▶ [Extracted entries]
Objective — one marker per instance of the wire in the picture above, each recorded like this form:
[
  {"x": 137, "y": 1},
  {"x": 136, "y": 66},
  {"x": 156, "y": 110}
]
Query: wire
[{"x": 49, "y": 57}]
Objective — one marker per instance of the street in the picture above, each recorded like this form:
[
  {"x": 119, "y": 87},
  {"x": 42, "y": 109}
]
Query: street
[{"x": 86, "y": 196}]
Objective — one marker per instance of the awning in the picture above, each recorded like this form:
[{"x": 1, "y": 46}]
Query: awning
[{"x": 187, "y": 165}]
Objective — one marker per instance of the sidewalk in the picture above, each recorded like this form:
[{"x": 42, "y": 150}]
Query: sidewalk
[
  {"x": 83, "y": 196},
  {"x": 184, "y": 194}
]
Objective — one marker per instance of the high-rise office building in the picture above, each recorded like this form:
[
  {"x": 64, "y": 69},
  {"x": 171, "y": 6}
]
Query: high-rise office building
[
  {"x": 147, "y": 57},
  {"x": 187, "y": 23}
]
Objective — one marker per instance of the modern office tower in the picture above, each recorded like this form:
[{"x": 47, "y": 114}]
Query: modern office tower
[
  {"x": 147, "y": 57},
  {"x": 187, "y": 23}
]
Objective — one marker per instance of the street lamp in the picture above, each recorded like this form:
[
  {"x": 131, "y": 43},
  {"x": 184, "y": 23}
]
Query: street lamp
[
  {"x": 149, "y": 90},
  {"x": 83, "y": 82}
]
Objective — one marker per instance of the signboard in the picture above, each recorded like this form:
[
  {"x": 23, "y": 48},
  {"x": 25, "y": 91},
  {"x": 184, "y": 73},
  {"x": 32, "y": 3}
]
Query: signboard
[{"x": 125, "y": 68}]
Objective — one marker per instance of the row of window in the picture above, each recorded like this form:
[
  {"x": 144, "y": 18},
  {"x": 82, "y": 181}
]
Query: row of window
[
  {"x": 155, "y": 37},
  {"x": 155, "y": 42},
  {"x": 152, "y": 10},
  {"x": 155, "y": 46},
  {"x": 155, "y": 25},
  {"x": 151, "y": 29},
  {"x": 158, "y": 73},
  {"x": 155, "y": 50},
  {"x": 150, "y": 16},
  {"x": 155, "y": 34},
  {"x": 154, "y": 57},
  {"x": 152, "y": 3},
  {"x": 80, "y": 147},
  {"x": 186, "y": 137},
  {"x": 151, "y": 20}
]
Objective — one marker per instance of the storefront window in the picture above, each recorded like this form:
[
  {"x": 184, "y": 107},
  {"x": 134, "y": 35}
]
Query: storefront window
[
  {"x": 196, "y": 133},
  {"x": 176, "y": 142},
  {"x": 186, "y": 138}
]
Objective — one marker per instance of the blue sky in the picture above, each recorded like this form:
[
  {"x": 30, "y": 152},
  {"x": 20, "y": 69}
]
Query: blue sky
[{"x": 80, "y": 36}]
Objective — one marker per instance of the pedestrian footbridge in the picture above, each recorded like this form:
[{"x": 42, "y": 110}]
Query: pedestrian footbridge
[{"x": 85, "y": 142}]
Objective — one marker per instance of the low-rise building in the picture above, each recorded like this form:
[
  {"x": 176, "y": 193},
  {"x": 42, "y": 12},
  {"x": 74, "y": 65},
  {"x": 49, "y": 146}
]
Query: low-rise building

▶ [Problem details]
Return every line exactly.

▶ [Response to the task]
Objective — one marker per instance of the wire in the picture above, each recorded like this form:
[
  {"x": 137, "y": 1},
  {"x": 136, "y": 66},
  {"x": 156, "y": 110}
]
Query: wire
[{"x": 49, "y": 57}]
Objective — one marker per instance of the street in the picture above, each recorded like this form:
[
  {"x": 119, "y": 87},
  {"x": 42, "y": 109}
]
Query: street
[{"x": 86, "y": 196}]
Objective — one marker per instance of the awning in the picture above, each recorded like this form:
[{"x": 1, "y": 46}]
Query: awning
[{"x": 187, "y": 165}]
Objective — one marker per instance of the sidewalk in the picture above, each recorded like this form:
[{"x": 42, "y": 150}]
Query: sidewalk
[
  {"x": 83, "y": 196},
  {"x": 184, "y": 194}
]
Objective — one marker per instance of the high-rise office building in the picture above, each recorded like this form:
[
  {"x": 64, "y": 69},
  {"x": 171, "y": 6}
]
Query: high-rise office building
[
  {"x": 147, "y": 57},
  {"x": 187, "y": 23}
]
Objective — one marker per instance of the modern office tower in the picture above, each recorded like this form:
[{"x": 47, "y": 114}]
Query: modern office tower
[
  {"x": 147, "y": 57},
  {"x": 187, "y": 23}
]
Objective — one marker per instance of the street lamp in the picture above, each recorded like this form:
[
  {"x": 131, "y": 43},
  {"x": 184, "y": 23}
]
Query: street lamp
[
  {"x": 149, "y": 90},
  {"x": 83, "y": 82}
]
Objective — one marker per instance of the signboard in the picture above, each recorded like this form:
[
  {"x": 23, "y": 48},
  {"x": 25, "y": 91},
  {"x": 184, "y": 73},
  {"x": 32, "y": 3}
]
Query: signboard
[{"x": 125, "y": 68}]
Objective — one marker per instance of the row of window in the picture above, each recorded like this form:
[
  {"x": 144, "y": 18},
  {"x": 82, "y": 181}
]
Query: row of window
[
  {"x": 155, "y": 37},
  {"x": 155, "y": 42},
  {"x": 152, "y": 10},
  {"x": 155, "y": 46},
  {"x": 155, "y": 25},
  {"x": 151, "y": 29},
  {"x": 158, "y": 73},
  {"x": 155, "y": 50},
  {"x": 150, "y": 16},
  {"x": 155, "y": 34},
  {"x": 154, "y": 57},
  {"x": 152, "y": 3},
  {"x": 80, "y": 147},
  {"x": 186, "y": 137},
  {"x": 151, "y": 20}
]
Objective — one marker per instance of the storefront window in the picture above, each recorded like this form:
[
  {"x": 184, "y": 107},
  {"x": 134, "y": 35}
]
Query: storefront window
[
  {"x": 196, "y": 133},
  {"x": 176, "y": 142},
  {"x": 186, "y": 138}
]
Objective — one marker per instance of the blue sky in the picture above, each recorded like this form:
[
  {"x": 30, "y": 152},
  {"x": 20, "y": 69}
]
Query: blue sky
[{"x": 80, "y": 36}]
Objective — one marker per instance of the pedestrian footbridge in the picture above, each recorded like this form:
[{"x": 42, "y": 110}]
Query: pedestrian footbridge
[{"x": 85, "y": 142}]
Objective — one marker per instance of the low-rise building in the picture above, each recorded like this form:
[
  {"x": 176, "y": 193},
  {"x": 42, "y": 12},
  {"x": 74, "y": 65},
  {"x": 49, "y": 146}
]
Query: low-rise building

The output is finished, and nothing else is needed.